[Point localization data]
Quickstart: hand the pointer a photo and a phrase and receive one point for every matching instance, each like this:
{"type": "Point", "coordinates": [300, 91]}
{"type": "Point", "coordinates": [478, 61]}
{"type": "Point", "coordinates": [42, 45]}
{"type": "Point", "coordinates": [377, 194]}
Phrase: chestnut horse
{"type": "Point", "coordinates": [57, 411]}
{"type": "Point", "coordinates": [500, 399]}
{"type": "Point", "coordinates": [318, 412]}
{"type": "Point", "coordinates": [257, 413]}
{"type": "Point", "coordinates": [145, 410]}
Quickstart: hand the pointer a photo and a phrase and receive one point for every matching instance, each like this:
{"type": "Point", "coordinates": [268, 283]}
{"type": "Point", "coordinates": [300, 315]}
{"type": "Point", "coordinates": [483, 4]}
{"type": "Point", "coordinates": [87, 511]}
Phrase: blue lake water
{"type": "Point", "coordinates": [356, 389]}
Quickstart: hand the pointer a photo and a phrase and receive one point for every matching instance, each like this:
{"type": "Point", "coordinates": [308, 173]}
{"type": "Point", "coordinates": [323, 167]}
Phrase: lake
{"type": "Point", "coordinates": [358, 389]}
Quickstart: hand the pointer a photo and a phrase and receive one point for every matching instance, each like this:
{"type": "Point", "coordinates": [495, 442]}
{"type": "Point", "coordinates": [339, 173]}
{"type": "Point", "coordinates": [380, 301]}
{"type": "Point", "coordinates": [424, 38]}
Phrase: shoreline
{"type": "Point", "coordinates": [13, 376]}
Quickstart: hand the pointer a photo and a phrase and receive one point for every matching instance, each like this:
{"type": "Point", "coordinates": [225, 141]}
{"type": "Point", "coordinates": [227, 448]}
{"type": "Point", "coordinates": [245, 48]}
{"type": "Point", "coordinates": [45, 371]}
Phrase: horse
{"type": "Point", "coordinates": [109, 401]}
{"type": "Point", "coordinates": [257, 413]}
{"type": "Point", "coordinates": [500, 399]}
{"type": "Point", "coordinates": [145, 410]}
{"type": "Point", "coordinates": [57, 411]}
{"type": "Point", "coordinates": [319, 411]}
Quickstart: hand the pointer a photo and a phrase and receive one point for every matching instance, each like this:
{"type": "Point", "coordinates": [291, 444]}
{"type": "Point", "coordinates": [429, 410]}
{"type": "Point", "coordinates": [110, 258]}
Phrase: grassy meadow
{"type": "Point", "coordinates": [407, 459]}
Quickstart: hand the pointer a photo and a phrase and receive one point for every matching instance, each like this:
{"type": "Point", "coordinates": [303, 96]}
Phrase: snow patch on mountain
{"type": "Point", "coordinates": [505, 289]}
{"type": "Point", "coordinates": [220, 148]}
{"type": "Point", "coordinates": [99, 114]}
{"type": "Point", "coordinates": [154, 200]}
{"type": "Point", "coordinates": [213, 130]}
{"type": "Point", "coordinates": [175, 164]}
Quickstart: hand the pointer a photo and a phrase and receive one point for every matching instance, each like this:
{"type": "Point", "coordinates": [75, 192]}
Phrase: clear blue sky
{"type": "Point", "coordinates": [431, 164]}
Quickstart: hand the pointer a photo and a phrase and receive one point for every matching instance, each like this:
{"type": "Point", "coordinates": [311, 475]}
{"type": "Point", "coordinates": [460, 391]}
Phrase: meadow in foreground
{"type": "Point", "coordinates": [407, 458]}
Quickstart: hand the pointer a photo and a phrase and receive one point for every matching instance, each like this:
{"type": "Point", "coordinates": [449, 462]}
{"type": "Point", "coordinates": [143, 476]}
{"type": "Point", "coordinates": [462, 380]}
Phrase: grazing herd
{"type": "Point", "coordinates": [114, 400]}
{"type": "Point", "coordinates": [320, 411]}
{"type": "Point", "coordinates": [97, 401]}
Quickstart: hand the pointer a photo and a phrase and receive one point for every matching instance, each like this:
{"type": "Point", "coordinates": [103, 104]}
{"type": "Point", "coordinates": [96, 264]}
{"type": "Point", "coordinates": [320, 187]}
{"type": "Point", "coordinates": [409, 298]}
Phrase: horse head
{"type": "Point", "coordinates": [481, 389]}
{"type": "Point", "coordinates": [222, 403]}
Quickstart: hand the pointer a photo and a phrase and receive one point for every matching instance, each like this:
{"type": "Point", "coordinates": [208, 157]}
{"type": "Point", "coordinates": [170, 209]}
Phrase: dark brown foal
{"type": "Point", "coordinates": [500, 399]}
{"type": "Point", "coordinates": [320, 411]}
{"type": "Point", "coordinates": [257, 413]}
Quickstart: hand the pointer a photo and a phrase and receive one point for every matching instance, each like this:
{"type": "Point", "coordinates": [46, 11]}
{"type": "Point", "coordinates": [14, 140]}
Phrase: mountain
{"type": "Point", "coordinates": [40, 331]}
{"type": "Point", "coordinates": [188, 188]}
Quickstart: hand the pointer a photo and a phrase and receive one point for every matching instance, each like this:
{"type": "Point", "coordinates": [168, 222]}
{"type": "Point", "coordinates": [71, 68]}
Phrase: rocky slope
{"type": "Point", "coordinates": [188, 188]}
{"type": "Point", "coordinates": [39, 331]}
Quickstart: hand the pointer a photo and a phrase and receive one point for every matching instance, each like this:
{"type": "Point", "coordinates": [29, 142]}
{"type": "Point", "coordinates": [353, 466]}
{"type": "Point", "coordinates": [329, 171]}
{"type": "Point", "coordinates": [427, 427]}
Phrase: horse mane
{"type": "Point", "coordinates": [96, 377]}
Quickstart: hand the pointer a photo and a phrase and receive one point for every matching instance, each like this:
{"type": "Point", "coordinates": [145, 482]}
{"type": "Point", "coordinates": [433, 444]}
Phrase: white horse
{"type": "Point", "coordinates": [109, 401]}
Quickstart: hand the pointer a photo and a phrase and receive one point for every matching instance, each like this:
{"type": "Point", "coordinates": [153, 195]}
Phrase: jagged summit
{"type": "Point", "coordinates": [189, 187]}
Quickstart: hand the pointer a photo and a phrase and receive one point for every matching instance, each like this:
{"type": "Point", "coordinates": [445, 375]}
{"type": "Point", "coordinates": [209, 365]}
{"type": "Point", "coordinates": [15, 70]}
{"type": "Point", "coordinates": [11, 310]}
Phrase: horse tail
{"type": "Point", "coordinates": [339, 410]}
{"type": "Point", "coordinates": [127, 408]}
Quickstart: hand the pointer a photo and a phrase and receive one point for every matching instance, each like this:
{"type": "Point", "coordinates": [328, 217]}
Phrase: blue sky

_What to work on_
Return the entries above in full and exactly as written.

_Answer box_
Quickstart: hand the pointer a photo and a phrase and receive one point for every matching instance, each like this:
{"type": "Point", "coordinates": [300, 91]}
{"type": "Point", "coordinates": [478, 61]}
{"type": "Point", "coordinates": [42, 45]}
{"type": "Point", "coordinates": [377, 194]}
Phrase: chestnut horse
{"type": "Point", "coordinates": [57, 411]}
{"type": "Point", "coordinates": [500, 399]}
{"type": "Point", "coordinates": [318, 412]}
{"type": "Point", "coordinates": [257, 413]}
{"type": "Point", "coordinates": [145, 410]}
Quickstart: hand the pointer a photo and a phrase and receive one point for every matching instance, each like this:
{"type": "Point", "coordinates": [268, 283]}
{"type": "Point", "coordinates": [300, 315]}
{"type": "Point", "coordinates": [483, 4]}
{"type": "Point", "coordinates": [87, 511]}
Phrase: blue lake water
{"type": "Point", "coordinates": [356, 389]}
Quickstart: hand the pointer a photo and a phrase and receive one point for every matching instance, each like this:
{"type": "Point", "coordinates": [308, 173]}
{"type": "Point", "coordinates": [323, 167]}
Phrase: lake
{"type": "Point", "coordinates": [358, 389]}
Quickstart: hand the pointer a photo and a phrase and receive one point for every matching instance, each like this:
{"type": "Point", "coordinates": [495, 442]}
{"type": "Point", "coordinates": [339, 173]}
{"type": "Point", "coordinates": [380, 301]}
{"type": "Point", "coordinates": [424, 38]}
Phrase: shoreline
{"type": "Point", "coordinates": [13, 376]}
Quickstart: hand the pointer a photo and a phrase and receive one point for every matching instance, each like this:
{"type": "Point", "coordinates": [225, 141]}
{"type": "Point", "coordinates": [227, 448]}
{"type": "Point", "coordinates": [245, 48]}
{"type": "Point", "coordinates": [45, 371]}
Phrase: horse
{"type": "Point", "coordinates": [109, 401]}
{"type": "Point", "coordinates": [257, 413]}
{"type": "Point", "coordinates": [500, 399]}
{"type": "Point", "coordinates": [145, 410]}
{"type": "Point", "coordinates": [57, 411]}
{"type": "Point", "coordinates": [319, 411]}
Quickstart: hand the pointer a photo and a phrase and receive one point for every matching instance, each like this:
{"type": "Point", "coordinates": [291, 444]}
{"type": "Point", "coordinates": [429, 410]}
{"type": "Point", "coordinates": [110, 258]}
Phrase: grassy meadow
{"type": "Point", "coordinates": [407, 459]}
Quickstart: hand the pointer a photo and a phrase and receive one point for every matching instance, each like this:
{"type": "Point", "coordinates": [303, 96]}
Phrase: snow patch on mountain
{"type": "Point", "coordinates": [505, 289]}
{"type": "Point", "coordinates": [220, 148]}
{"type": "Point", "coordinates": [99, 114]}
{"type": "Point", "coordinates": [154, 200]}
{"type": "Point", "coordinates": [213, 130]}
{"type": "Point", "coordinates": [175, 164]}
Quickstart: hand the pointer a photo and a phrase and receive one point for every matching instance, each like this:
{"type": "Point", "coordinates": [75, 192]}
Phrase: clear blue sky
{"type": "Point", "coordinates": [431, 164]}
Quickstart: hand the pointer a photo and a phrase and receive one point for every matching instance, each like this:
{"type": "Point", "coordinates": [311, 475]}
{"type": "Point", "coordinates": [460, 391]}
Phrase: meadow in foreground
{"type": "Point", "coordinates": [407, 458]}
Quickstart: hand the pointer a photo and a phrase and receive one point for every matching instance, each like this:
{"type": "Point", "coordinates": [449, 462]}
{"type": "Point", "coordinates": [143, 476]}
{"type": "Point", "coordinates": [462, 380]}
Phrase: grazing herd
{"type": "Point", "coordinates": [114, 400]}
{"type": "Point", "coordinates": [320, 411]}
{"type": "Point", "coordinates": [97, 401]}
Quickstart: hand the pointer a photo and a phrase and receive one point for every matching instance, each like this:
{"type": "Point", "coordinates": [103, 104]}
{"type": "Point", "coordinates": [96, 264]}
{"type": "Point", "coordinates": [320, 187]}
{"type": "Point", "coordinates": [409, 298]}
Phrase: horse head
{"type": "Point", "coordinates": [481, 389]}
{"type": "Point", "coordinates": [222, 403]}
Quickstart: hand the pointer a photo and a phrase and receive one point for every matching instance, each like this:
{"type": "Point", "coordinates": [208, 157]}
{"type": "Point", "coordinates": [170, 209]}
Phrase: dark brown foal
{"type": "Point", "coordinates": [500, 399]}
{"type": "Point", "coordinates": [320, 411]}
{"type": "Point", "coordinates": [257, 413]}
Quickstart: hand the pointer a photo and a phrase and receive one point for every matching instance, each like this:
{"type": "Point", "coordinates": [46, 11]}
{"type": "Point", "coordinates": [14, 140]}
Phrase: mountain
{"type": "Point", "coordinates": [40, 331]}
{"type": "Point", "coordinates": [188, 188]}
Quickstart: hand the pointer a photo and a phrase and receive one point for every matching instance, each like this:
{"type": "Point", "coordinates": [168, 222]}
{"type": "Point", "coordinates": [71, 68]}
Phrase: rocky slope
{"type": "Point", "coordinates": [188, 188]}
{"type": "Point", "coordinates": [39, 331]}
Quickstart: hand the pointer a photo and a phrase and receive one point for every matching instance, each like this:
{"type": "Point", "coordinates": [29, 142]}
{"type": "Point", "coordinates": [353, 466]}
{"type": "Point", "coordinates": [329, 171]}
{"type": "Point", "coordinates": [427, 427]}
Phrase: horse mane
{"type": "Point", "coordinates": [96, 377]}
Quickstart: hand the pointer a photo and a phrase and receive one point for every matching instance, each like this:
{"type": "Point", "coordinates": [145, 482]}
{"type": "Point", "coordinates": [433, 444]}
Phrase: white horse
{"type": "Point", "coordinates": [109, 401]}
Quickstart: hand the pointer a photo and a phrase and receive one point for every matching instance, each like this:
{"type": "Point", "coordinates": [153, 195]}
Phrase: jagged summit
{"type": "Point", "coordinates": [189, 187]}
Quickstart: hand the pointer a photo and a phrase and receive one point for every matching instance, each like this:
{"type": "Point", "coordinates": [445, 375]}
{"type": "Point", "coordinates": [209, 365]}
{"type": "Point", "coordinates": [15, 70]}
{"type": "Point", "coordinates": [11, 310]}
Phrase: horse tail
{"type": "Point", "coordinates": [339, 410]}
{"type": "Point", "coordinates": [127, 408]}
Quickstart: hand the pointer a photo and a phrase and receive one point for every matching instance, each like this:
{"type": "Point", "coordinates": [328, 217]}
Phrase: blue sky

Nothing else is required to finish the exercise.